Task item => In the source document on VAT and ordering apps, what VAT rate do apps often show on the customer's whole receipt?

29 June 2021
Since the beginning of Coronavirus restrictions last March, businesses that sell goods and services to the public have made more use of apps to take customer orders or bookings.
Nowhere has this happened more than in the catering sector. With restaurants unable to welcome diners onto their premises for months on end, many have diversified into takeaway outlets, using an app to get their food ordered remotely and delivered to the customer’s front door.
On 15 July 2020, the government introduced a temporary reduced VAT rate for some hospitality and leisure supplies - a 5 per cent rate will apply until 30 September 2021, then a 12.5 per cent rate until 31 March 2022. Although a welcome relief for these embattled businesses, the reduced rates have made their VAT profile more complex and have highlighted some shortcomings in the app technology.
While a VAT registered takeaway outlet is responsible for accounting for VAT on its sales made through ordering/delivery apps, the customer invoice is normally generated and issued by the app itself. For example, a restaurant that sells takeaway burgers and fries (temporarily subject to VAT at 5 per cent) milkshakes (zero-rated for takeaway) and fizzy drinks (which remain at 20 per cent) through an app will pay VAT to HMRC at those rates through its VAT return. However, the app through which they are ordered may not be sophisticated enough to cope with multiple rates, and often simply issues a receipt to the customer that shows VAT at 20 per cent on the whole price, including delivery.
While this error doesn’t immediately affect the money the restaurant receives through the app, or the price paid by the customer, the discrepancy between the VAT on the invoice and the VAT actually accounted for brings the risk of an extra VAT bill for the restaurant.
Although only a small minority of customers will be entitled to recover VAT on takeaway food, the receipt gives the customer evidence to support a claim to recover VAT paid at 20 per cent. HMRC therefore has the legal power to recover the difference between the VAT shown on the receipt and the VAT actually accounted for from the supplier as a ‘debt due to the crown’, thus wiping out the benefit of the reduced rates. This applies to all receipts, not just those on which a VAT claim is actually made.
While takeaway food sales are the most likely to be affected, the problem has also been seen in other sectors that use these ‘disruptor’ apps, which vary widely in their business model and accounting processes. Any business using an app to sell its goods or services should check that the app is showing the correct VAT figures on the customer receipt.

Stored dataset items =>
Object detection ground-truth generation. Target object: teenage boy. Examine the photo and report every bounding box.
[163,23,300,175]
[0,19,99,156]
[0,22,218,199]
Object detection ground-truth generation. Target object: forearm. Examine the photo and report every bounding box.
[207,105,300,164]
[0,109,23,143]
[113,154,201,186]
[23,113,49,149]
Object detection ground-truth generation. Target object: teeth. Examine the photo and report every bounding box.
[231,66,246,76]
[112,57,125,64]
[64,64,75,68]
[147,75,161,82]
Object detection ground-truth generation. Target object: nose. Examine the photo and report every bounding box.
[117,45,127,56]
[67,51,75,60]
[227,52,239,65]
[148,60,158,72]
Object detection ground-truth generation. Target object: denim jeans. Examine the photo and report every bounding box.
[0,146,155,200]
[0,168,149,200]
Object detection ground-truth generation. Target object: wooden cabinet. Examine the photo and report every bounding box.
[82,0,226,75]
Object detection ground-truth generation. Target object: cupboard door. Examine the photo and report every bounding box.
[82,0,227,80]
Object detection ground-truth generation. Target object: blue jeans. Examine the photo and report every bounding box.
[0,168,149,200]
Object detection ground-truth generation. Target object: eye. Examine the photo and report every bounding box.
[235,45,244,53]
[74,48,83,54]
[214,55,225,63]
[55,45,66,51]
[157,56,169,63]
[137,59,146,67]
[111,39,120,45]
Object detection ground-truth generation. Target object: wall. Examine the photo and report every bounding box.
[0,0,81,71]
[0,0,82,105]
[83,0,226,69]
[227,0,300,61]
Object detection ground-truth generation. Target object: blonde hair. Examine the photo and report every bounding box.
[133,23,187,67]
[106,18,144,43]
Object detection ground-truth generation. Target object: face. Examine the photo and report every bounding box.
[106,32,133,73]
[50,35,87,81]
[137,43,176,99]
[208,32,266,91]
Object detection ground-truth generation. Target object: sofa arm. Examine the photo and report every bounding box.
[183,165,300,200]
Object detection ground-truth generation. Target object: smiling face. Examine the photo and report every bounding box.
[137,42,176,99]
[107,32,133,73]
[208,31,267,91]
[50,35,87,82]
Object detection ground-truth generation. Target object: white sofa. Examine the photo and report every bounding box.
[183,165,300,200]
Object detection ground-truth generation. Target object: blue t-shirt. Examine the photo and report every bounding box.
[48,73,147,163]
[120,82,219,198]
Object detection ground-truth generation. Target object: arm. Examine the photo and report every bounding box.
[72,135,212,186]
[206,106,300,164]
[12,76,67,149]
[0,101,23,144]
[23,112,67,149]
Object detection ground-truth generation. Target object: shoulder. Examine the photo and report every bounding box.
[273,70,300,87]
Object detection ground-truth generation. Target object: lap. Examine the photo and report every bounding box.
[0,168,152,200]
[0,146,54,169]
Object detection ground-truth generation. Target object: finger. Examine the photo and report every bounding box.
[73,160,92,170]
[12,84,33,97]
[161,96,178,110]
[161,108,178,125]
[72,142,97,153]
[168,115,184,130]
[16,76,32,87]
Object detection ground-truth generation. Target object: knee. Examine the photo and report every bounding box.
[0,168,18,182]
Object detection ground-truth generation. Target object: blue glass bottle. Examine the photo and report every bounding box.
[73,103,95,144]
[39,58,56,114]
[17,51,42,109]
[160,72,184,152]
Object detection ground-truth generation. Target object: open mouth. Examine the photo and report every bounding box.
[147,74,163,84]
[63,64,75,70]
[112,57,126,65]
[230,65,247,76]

Response area => Apps often show VAT at 20 per cent on the whole price, including delivery.